━━ RAW DATA

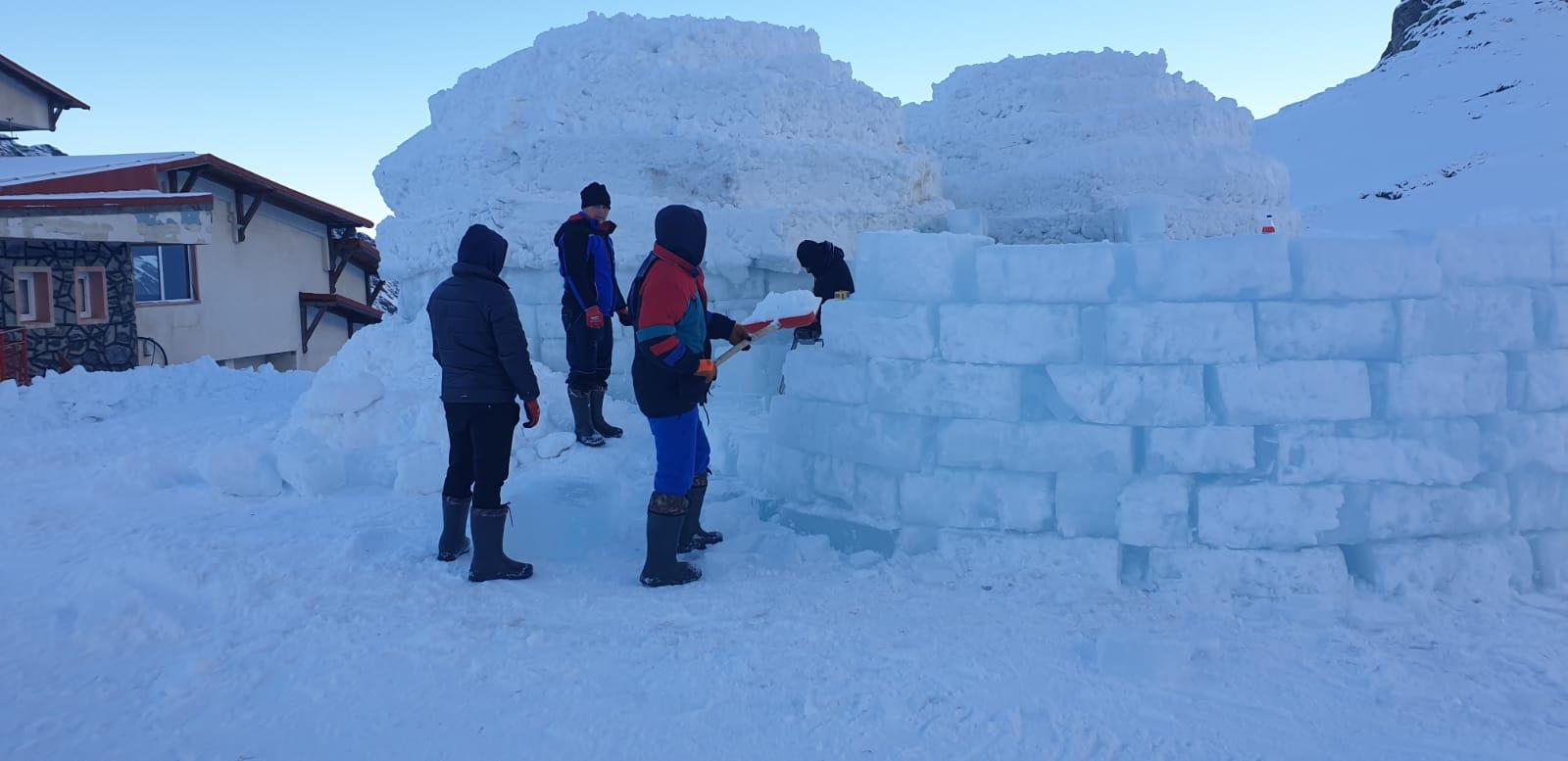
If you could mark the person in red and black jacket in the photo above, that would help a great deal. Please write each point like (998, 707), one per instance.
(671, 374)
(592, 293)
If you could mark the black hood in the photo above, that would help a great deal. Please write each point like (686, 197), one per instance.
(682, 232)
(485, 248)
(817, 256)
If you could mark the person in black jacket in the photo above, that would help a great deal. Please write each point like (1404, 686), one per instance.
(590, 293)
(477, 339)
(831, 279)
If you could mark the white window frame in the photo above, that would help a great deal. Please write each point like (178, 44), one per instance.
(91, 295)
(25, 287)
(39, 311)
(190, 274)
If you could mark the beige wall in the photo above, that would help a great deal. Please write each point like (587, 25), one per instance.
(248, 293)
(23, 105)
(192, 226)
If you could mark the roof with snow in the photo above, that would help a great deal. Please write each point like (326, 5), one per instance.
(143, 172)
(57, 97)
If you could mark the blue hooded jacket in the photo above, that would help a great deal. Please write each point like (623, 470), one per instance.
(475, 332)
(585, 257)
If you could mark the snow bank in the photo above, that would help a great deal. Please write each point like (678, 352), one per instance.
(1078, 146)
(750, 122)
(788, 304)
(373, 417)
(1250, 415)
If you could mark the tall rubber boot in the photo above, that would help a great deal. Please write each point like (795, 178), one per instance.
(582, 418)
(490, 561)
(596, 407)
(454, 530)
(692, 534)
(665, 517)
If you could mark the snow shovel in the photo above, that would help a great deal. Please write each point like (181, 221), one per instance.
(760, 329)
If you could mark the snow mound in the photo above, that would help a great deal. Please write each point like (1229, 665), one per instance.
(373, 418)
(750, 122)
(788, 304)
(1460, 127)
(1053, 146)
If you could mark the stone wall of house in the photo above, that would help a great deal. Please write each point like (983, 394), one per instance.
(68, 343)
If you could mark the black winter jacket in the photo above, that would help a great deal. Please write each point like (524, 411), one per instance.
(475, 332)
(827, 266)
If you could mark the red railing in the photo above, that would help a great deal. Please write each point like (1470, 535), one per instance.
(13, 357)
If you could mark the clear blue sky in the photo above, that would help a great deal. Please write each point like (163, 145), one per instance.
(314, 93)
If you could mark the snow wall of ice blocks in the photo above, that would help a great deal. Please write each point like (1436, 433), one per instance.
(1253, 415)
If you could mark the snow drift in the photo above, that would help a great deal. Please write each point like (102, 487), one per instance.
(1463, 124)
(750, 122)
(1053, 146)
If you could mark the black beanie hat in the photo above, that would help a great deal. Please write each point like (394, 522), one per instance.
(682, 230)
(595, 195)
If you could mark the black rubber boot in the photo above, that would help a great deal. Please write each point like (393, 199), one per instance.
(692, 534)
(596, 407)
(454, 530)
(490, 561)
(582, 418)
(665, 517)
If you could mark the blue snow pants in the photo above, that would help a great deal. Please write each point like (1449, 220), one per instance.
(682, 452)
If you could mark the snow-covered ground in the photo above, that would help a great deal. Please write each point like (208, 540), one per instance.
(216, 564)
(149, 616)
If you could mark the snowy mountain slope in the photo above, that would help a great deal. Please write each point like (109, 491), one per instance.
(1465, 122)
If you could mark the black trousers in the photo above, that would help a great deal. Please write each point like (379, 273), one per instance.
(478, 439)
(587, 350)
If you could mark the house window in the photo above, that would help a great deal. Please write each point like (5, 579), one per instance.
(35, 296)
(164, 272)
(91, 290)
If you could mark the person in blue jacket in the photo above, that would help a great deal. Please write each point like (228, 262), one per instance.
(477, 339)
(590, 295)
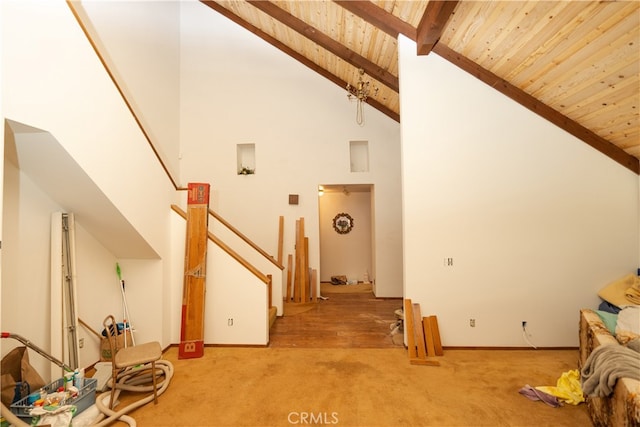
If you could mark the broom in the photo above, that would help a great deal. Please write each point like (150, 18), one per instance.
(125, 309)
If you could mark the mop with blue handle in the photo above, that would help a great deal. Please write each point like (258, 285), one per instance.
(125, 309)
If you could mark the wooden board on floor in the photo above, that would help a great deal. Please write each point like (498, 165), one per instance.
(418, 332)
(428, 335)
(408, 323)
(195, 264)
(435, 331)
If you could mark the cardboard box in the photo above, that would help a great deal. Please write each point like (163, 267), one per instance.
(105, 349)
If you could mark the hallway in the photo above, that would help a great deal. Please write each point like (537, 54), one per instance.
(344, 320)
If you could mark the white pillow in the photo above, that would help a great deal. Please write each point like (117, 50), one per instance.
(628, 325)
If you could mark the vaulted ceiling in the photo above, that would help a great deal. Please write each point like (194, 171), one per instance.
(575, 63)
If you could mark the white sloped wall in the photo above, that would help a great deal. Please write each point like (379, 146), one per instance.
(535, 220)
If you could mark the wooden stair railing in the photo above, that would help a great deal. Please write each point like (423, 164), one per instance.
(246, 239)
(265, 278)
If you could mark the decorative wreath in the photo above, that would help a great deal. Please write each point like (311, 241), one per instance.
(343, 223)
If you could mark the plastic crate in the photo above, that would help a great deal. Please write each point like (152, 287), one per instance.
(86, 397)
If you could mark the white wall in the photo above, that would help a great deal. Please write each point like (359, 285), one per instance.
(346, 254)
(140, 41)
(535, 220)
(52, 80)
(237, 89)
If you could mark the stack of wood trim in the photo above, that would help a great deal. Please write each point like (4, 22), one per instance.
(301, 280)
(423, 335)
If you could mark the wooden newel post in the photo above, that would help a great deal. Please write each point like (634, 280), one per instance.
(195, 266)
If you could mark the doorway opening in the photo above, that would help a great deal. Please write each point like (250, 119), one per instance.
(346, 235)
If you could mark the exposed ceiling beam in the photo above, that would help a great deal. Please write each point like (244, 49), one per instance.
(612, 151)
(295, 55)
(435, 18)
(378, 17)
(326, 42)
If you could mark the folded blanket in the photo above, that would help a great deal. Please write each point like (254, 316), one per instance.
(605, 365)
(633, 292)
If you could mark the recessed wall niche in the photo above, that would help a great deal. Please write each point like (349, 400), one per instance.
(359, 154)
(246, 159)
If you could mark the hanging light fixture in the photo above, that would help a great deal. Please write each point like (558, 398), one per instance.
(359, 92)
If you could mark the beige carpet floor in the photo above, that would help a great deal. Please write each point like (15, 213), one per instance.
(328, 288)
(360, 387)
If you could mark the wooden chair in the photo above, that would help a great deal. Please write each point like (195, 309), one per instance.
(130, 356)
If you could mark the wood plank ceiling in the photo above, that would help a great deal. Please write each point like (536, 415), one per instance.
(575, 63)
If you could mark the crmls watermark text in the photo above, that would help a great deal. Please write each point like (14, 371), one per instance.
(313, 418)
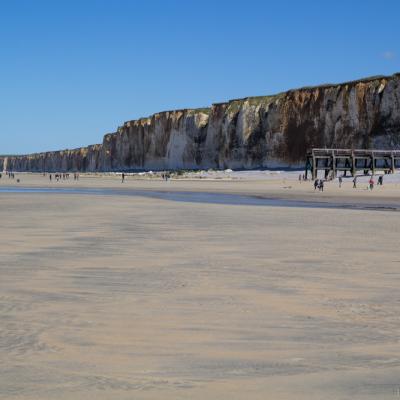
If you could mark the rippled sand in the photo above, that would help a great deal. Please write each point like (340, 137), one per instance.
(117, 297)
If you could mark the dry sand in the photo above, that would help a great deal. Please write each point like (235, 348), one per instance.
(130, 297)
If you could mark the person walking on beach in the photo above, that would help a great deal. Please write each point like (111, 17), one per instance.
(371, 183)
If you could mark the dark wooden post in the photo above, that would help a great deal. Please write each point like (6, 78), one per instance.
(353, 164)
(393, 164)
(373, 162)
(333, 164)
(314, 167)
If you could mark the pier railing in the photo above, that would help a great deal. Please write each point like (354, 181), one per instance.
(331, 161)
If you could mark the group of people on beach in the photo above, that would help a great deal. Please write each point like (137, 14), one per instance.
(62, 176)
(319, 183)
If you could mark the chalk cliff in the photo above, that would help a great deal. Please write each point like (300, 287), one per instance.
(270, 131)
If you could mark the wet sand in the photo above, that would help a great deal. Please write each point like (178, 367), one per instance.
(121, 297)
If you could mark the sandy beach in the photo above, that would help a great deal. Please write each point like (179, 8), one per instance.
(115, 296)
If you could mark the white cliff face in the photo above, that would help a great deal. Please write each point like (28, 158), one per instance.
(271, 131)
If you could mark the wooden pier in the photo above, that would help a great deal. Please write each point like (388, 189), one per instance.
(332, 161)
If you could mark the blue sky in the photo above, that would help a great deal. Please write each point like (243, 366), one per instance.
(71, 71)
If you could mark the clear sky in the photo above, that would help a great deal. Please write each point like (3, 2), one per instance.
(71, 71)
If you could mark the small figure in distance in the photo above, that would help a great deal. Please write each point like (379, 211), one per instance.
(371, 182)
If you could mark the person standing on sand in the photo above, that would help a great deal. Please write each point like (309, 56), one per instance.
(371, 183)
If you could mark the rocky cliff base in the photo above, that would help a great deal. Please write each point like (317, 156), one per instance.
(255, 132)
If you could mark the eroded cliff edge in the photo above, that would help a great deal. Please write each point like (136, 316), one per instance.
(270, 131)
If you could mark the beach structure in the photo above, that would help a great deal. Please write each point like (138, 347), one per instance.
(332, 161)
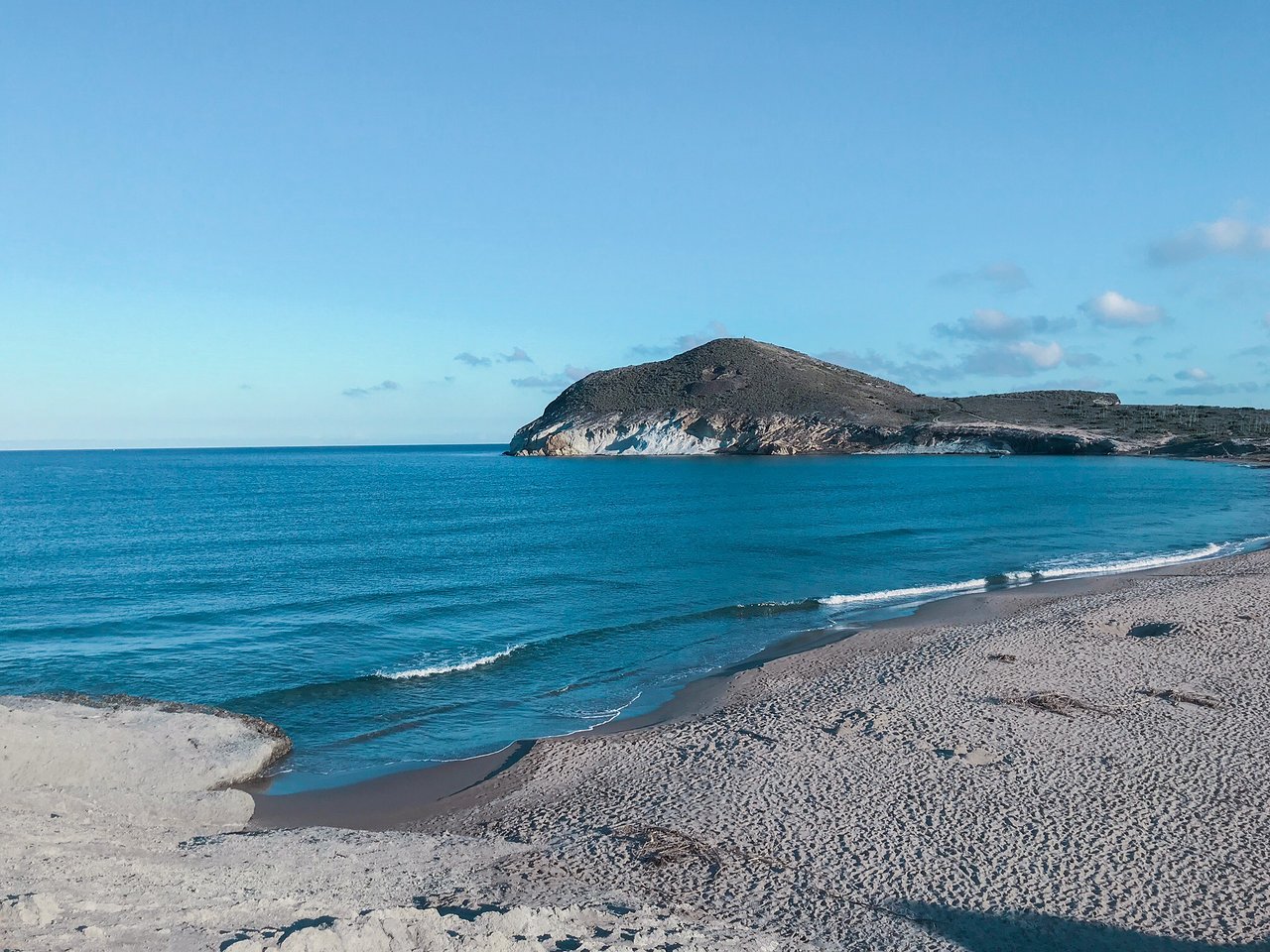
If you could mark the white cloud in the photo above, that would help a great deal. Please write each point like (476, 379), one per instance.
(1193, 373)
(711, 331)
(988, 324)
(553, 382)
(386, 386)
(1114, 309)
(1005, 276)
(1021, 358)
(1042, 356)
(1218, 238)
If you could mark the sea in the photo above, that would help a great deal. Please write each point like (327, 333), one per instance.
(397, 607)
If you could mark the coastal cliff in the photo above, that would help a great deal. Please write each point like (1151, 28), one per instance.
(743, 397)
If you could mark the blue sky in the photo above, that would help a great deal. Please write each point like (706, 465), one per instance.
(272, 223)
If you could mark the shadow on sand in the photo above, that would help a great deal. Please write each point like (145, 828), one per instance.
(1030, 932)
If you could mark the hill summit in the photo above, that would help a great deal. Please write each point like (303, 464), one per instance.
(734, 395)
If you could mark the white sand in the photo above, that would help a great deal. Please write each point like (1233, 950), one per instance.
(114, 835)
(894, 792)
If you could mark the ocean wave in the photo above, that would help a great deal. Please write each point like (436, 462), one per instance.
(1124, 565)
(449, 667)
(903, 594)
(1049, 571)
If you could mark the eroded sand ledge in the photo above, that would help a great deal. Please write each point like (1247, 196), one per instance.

━━━━

Write out exactly the lines from the line holding "If you could mark the person standing" through the last line of the records above, inclusive, and nothing more. Leave out the pictures.

* SOLUTION *
If you could mark the person standing on sand in the photo above, that would help a great deal. Please write each point like (309, 56), one per instance.
(371, 183)
If you could mark the rocky cliff base in the photo above, that would help a great deal. Please write each point like (317, 156), one per instance.
(255, 132)
If you could mark the eroded cliff edge in the photo above, that would help a great deal. Please write each point like (136, 316), one per instance.
(270, 131)
If you could mark the beach structure in the photo above, that would help a great deal. Please write each point like (138, 347), one per instance.
(332, 161)
If you could mark the white cloud in the photo above, that would help a great deal. Please write each point like (476, 379), one per instance.
(1193, 373)
(711, 331)
(988, 324)
(553, 382)
(386, 386)
(1114, 309)
(1005, 276)
(1021, 358)
(1042, 356)
(1218, 238)
If you could mark the sea in the photo above, that would help a great deal. Please write each point like (327, 333), one per instance.
(397, 607)
If you could mark the coastal cliff in the photo above, that would help a great deal. Please write each point like (1151, 28), one per instance.
(743, 397)
If you could mark the blue sky in the photo above, that would help a great deal. Please write each point like (706, 465), one per instance.
(272, 223)
If you could mark the shadow on sand in the photo above, that would help a great deal. Please write each point like (145, 828), one per instance.
(1030, 932)
If you could mark the hill summit in the photo above, that would help a great deal. Please write each point like (303, 464), one per instance.
(734, 395)
If you could mark the white sand in the photo above, that would help a great deal. Please write each point like (1233, 950), one per instance.
(114, 835)
(894, 792)
If you could mark the ocean wave in the photo above, that would help a great deal. Please write each point like (436, 462), one per instance.
(1124, 565)
(449, 667)
(903, 594)
(1049, 571)
If you could mark the eroded sand ledge in the photo above, that would help a great deal. Please write each point like (1247, 196), one per instance.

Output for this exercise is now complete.